Data in this exercise:

◆ ◆ ◆

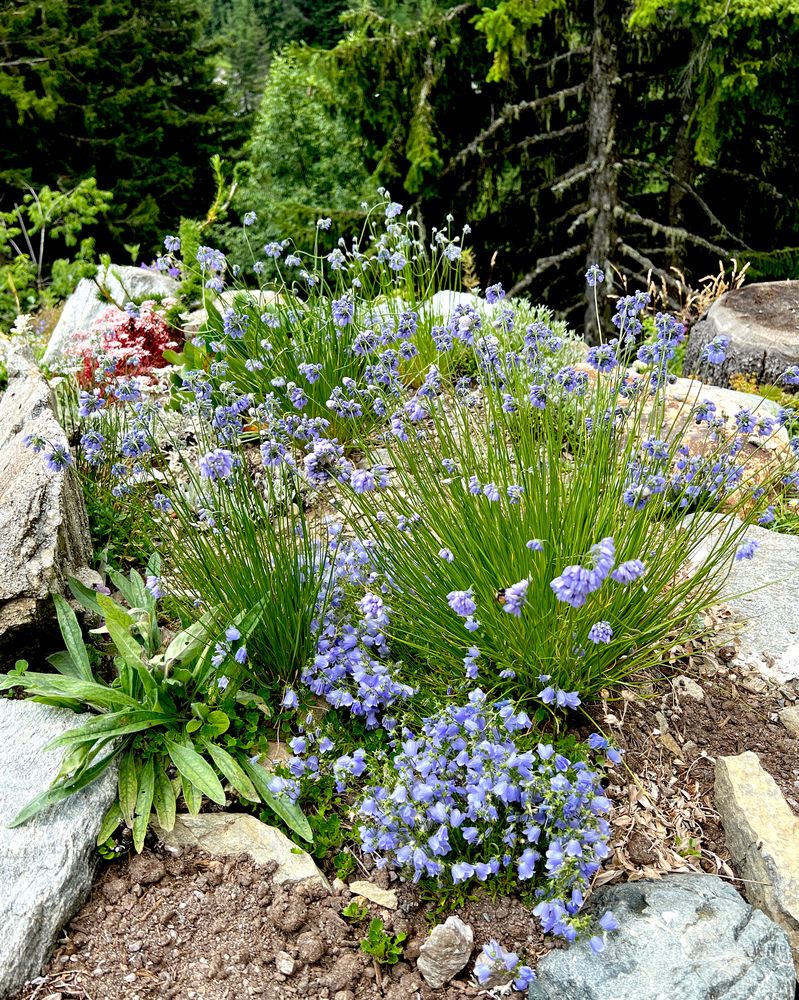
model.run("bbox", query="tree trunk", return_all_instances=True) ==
[584,0,620,342]
[667,61,697,274]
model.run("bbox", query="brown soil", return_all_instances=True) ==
[11,643,799,1000]
[584,648,799,892]
[11,848,546,1000]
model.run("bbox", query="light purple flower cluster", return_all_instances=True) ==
[199,448,237,481]
[338,689,614,942]
[474,940,535,991]
[550,537,614,608]
[701,335,729,365]
[303,439,352,486]
[299,538,415,727]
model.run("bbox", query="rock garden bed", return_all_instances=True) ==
[2,204,799,999]
[9,653,799,1000]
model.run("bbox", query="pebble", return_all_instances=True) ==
[672,675,705,701]
[275,951,296,976]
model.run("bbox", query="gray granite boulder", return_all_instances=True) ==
[0,347,97,666]
[528,874,795,1000]
[683,281,799,389]
[0,700,118,997]
[43,263,178,368]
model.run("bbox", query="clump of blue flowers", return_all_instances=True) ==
[328,688,619,943]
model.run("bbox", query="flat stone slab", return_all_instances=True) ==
[0,699,118,997]
[715,751,799,976]
[528,874,795,1000]
[348,879,398,909]
[156,813,329,891]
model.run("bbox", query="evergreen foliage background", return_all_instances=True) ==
[1,0,798,329]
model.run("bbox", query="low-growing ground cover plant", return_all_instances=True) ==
[67,300,179,389]
[14,195,799,982]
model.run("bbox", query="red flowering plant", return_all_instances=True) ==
[68,300,180,392]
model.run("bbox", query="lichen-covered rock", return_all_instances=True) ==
[683,281,799,389]
[416,915,474,989]
[43,263,178,367]
[0,347,96,665]
[528,874,794,1000]
[715,751,799,975]
[0,700,118,998]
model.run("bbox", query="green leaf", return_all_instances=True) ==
[242,758,313,842]
[52,594,93,681]
[10,747,121,828]
[67,576,105,617]
[186,719,202,733]
[105,567,139,609]
[98,594,143,670]
[203,710,230,737]
[98,593,159,703]
[162,605,219,667]
[202,741,258,800]
[235,689,272,717]
[96,801,124,846]
[181,771,202,815]
[118,750,138,827]
[0,672,138,710]
[43,710,171,751]
[132,759,155,852]
[165,739,226,806]
[128,569,149,612]
[153,764,177,831]
[46,651,79,677]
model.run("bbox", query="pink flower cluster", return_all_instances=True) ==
[69,301,180,390]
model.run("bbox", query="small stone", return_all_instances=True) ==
[348,880,398,909]
[332,878,348,894]
[741,674,768,694]
[672,675,704,702]
[659,732,683,758]
[715,751,799,976]
[102,877,128,904]
[276,952,295,977]
[297,931,326,964]
[416,915,474,989]
[779,705,799,737]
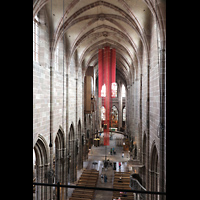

◆ ◆ ◆

Output the entries above verbatim. Omit the images.

model.run("bbox", query="tree trunk", return_all_instances=True) ==
[584,0,620,342]
[667,61,697,274]
model.run("bbox", query="brown soil", return_all_instances=True) ==
[11,643,799,1000]
[584,648,799,892]
[11,848,546,1000]
model.run("bbox", query="light purple flower cluster", return_all_instances=True) ==
[199,448,237,481]
[338,689,614,942]
[474,940,535,991]
[550,537,614,608]
[701,335,729,365]
[303,439,352,486]
[299,538,415,727]
model.run("bbox", query="rock garden bed", return_all_instances=True) ==
[2,204,799,999]
[9,653,799,1000]
model.run("bbox", query="pebble", return_all_instances=True) ==
[672,675,705,701]
[275,951,296,976]
model.run("bbox", query="gray granite boulder", return_all_instances=True) ==
[0,347,97,666]
[528,874,795,1000]
[683,281,799,389]
[0,700,118,997]
[43,263,178,368]
model.run("bbox", query="clump of blue flowers", return_all_instances=True) ==
[328,688,619,943]
model.run("bbox", query="flat stone slab", return_all_instances=True) ==
[0,699,118,997]
[715,751,799,976]
[528,874,795,1000]
[348,879,398,909]
[156,813,329,891]
model.run("bbox", query="evergreen foliage background", return_all_instances=True) ==
[1,0,798,329]
model.run("bbox", query="low-growing ground cover plant", return_all_instances=True) ==
[67,300,179,389]
[14,195,799,982]
model.run("bbox", query="red flowering plant", return_all_instances=True) ==
[68,300,180,392]
model.run("bbox", query="lichen-covered rock", return_all_instances=True) ==
[683,281,799,389]
[416,915,474,989]
[43,263,178,367]
[0,347,96,665]
[528,874,794,1000]
[715,751,799,975]
[0,700,118,998]
model.run("bbox", query="green leaf", return_all_instances=True) ==
[242,758,313,842]
[52,594,93,681]
[10,747,121,828]
[67,576,105,617]
[186,719,202,733]
[105,567,139,609]
[98,594,143,670]
[203,710,230,737]
[98,593,159,703]
[162,605,219,667]
[202,741,258,800]
[235,689,272,717]
[96,801,124,846]
[181,771,202,815]
[118,750,138,827]
[0,672,138,710]
[43,710,171,751]
[132,759,155,852]
[165,739,226,806]
[128,569,149,612]
[153,764,177,831]
[46,651,79,677]
model.run("bbox", query="pink flower cluster", return_all_instances=True) ==
[69,301,180,390]
model.run("bbox", query="small stone", return_all_instances=True) ==
[348,880,398,909]
[332,878,348,894]
[741,674,768,694]
[672,675,704,702]
[659,732,683,758]
[715,751,799,976]
[102,877,128,904]
[276,952,295,977]
[297,931,326,964]
[416,915,474,989]
[779,705,799,737]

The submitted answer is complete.